• Exercise data:

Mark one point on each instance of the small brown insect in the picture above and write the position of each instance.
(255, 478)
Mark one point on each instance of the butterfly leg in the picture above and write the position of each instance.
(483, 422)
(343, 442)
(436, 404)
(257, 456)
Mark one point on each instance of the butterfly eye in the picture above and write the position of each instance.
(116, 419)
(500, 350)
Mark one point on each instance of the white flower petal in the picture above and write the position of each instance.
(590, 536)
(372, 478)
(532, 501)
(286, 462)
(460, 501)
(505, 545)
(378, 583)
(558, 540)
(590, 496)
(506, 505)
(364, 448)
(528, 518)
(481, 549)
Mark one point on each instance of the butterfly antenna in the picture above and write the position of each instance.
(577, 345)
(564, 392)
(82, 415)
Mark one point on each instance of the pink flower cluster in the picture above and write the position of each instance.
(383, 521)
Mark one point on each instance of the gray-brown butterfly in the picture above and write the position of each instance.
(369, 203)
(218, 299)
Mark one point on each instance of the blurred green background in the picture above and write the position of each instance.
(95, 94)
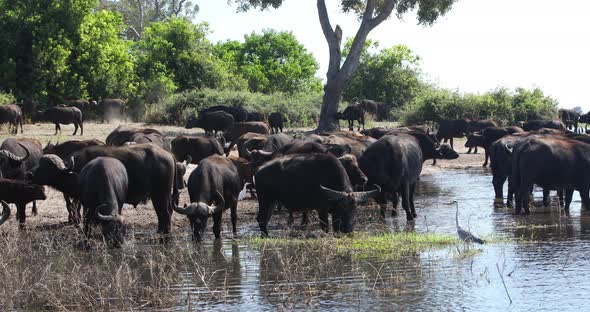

• Directions:
Rewrite every line of the material above, word for word, and shift each marked point by adding 93 to both of its coordinates. Leave the picture out of your answer.

• Problem solution:
Mark one point on each instance of the small brown insect in the picture above and write the position of each instance.
(348, 571)
Mark one point on each instance of the butterfly leg in the picture above and write the position of each instance.
(576, 515)
(436, 535)
(529, 497)
(350, 549)
Mark one point on each instance of the butterfly eye in the picture above and write the position of each instance.
(209, 512)
(593, 443)
Mark one point on each instance of the white flower petal in the picture above and write the position of each instance.
(683, 629)
(465, 571)
(625, 594)
(379, 555)
(553, 594)
(598, 638)
(471, 676)
(651, 633)
(683, 589)
(599, 598)
(457, 541)
(621, 611)
(574, 642)
Mark one point on each instance of the butterfly antenna in the picture above and write the position of each instance.
(670, 438)
(657, 485)
(175, 508)
Mark one point on each instance of the pink flower cluster in the picture above and write the position of each instance.
(476, 614)
Mark one point on each instance of the gray-brown butterfly in the picture above and write the position of each instance.
(462, 296)
(311, 392)
Mark one point on each instance of the blurred green background in the picture above and write the position of each instance.
(188, 187)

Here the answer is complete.